### GOAL A
According to the bankruptcy financing extract, what dollar amount is set as the DIP L/C Facility Limit?

### EXTRACT PROVIDED

If the Companys entry into the L/C Reimbursement Agreement is approved by the Bankruptcy Court as
proposed, the Issuing Bank would provide a $10 million (the DIP L/C Facility Limit) super-priority letter of credit facility (the DIP Letter of Credit Facility) to provide additional letter of credit capacity in an
amount equal to the DIP L/C Facility Limit less the aggregate face amount of then issued and outstanding letters of credit provided by Citibank, N.A. under the Credit Agreement. Pricing of the DIP Letter of Credit Facility is substantially
consistent with the terms applicable to existing letters of credit under the Credit Agreement. News letters of credit issued under the DIP Letter of Credit Facility after the petition date will be fully cash collateralized. The proceeds of the DIP
Term Loan Facility will be available for use as cash collateral in respect of post-petition letters of credit issued under the DIP Letter of Credit Facility.
The foregoing description of the L/C Reimbursement Agreement does not purport to be complete and is qualified in its entirety by the terms and conditions of
the L/C Reimbursement Agreement set forth in the Interim DIP Order.
Asset Purchase Agreement
As provided for in the RSA, the Company, the other Debtors and the Consenting First Lien Lenders have agreed upon a form of the Asset Purchase Agreement (the
Asset Purchase Agreement) by and between the Company and the Purchaser. Pursuant to the terms of the Asset Purchase Agreement, the Debtors will agree to sell substantially all of their assets (the Assets, and such sale, the
Sale) to the Purchaser and the Purchaser will agree to assume from the Debtors, certain specified liabilities (the Assumed Liabilities).
The purchase price under the Asset Purchase Agreement will be comprised of (a) a credit bid pursuant to Section 363(k) of the Bankruptcy Code
against (i) up to 100% of the obligations owed by Debtors under the First Lien Loans as of the closing of the transactions contemplated by the Asset Purchase Agreement (the Closing) and (ii) to the extent necessary to acquire
any DIP Collateral (as defined in the DIP Credit Agreement), up to $5.0 million of the Obligations (as defined in the DIP Credit Agreement), (b) the payment of an amount in cash equal to (i) the amount of a budget to be agreed by the
Debtors and Purchaser for the wind-down of the Debtors estates plus (ii) an amount equal to the Obligations (as defined in the DIP Credit Agreement) outstanding as of the Closing, less the amount described in foregoing clause (a)(ii), and
(c) the assumption of certain liabilities as more fully set forth therein (the Purchase Price).
The Asset Purchase Agreement contains
customary representations and warranties and covenants by the Debtors and the Purchaser.

### MATERIAL TO PROCESS
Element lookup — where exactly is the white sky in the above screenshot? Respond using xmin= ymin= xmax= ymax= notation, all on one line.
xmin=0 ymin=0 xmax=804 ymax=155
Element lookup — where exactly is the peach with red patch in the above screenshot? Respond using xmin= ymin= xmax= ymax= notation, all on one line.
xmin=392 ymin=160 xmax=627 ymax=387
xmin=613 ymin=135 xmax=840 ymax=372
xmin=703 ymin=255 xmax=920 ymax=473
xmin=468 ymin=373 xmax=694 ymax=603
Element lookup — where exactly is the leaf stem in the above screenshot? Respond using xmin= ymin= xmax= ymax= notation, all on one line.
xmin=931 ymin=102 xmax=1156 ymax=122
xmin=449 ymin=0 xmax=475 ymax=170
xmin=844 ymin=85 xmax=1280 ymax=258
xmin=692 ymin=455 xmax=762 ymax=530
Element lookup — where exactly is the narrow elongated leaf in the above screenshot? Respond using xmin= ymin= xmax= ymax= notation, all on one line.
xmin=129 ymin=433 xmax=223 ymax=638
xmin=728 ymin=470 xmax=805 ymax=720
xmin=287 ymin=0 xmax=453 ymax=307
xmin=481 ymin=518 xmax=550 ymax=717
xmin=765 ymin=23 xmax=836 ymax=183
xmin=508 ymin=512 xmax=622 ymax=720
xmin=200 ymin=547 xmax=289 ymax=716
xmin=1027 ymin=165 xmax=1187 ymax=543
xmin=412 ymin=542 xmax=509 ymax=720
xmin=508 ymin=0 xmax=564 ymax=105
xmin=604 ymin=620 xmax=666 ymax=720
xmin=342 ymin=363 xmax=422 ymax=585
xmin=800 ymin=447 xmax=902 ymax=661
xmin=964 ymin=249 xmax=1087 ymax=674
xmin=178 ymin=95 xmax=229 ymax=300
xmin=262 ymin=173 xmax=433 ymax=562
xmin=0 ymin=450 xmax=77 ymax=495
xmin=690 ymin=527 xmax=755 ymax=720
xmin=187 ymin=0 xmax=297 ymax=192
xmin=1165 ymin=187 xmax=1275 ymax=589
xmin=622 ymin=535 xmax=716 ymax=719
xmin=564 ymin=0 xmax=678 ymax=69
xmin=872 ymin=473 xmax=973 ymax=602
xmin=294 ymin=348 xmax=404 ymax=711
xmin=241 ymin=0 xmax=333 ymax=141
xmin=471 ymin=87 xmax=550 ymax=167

### GOAL B
Switch "white sky" to "pale sky" in the records, from the first line through the line containing "xmin=692 ymin=455 xmax=762 ymax=530", and reproduce those lines with nothing else changed.

### WORKED SOLUTION A
$10 million

### WORKED SOLUTION B
Element lookup — where exactly is the pale sky in the above screenshot? Respond using xmin= ymin= xmax= ymax= notation, all on one line.
xmin=0 ymin=0 xmax=804 ymax=155
Element lookup — where exactly is the peach with red patch in the above screenshot? Respond using xmin= ymin= xmax= ymax= notation, all on one line.
xmin=392 ymin=160 xmax=627 ymax=387
xmin=613 ymin=135 xmax=840 ymax=372
xmin=703 ymin=255 xmax=920 ymax=473
xmin=468 ymin=373 xmax=694 ymax=603
Element lookup — where exactly is the leaf stem in the above screenshot? Respond using xmin= ymin= xmax= ymax= notation, all on one line.
xmin=931 ymin=102 xmax=1156 ymax=122
xmin=449 ymin=0 xmax=475 ymax=170
xmin=844 ymin=85 xmax=1280 ymax=258
xmin=692 ymin=455 xmax=762 ymax=530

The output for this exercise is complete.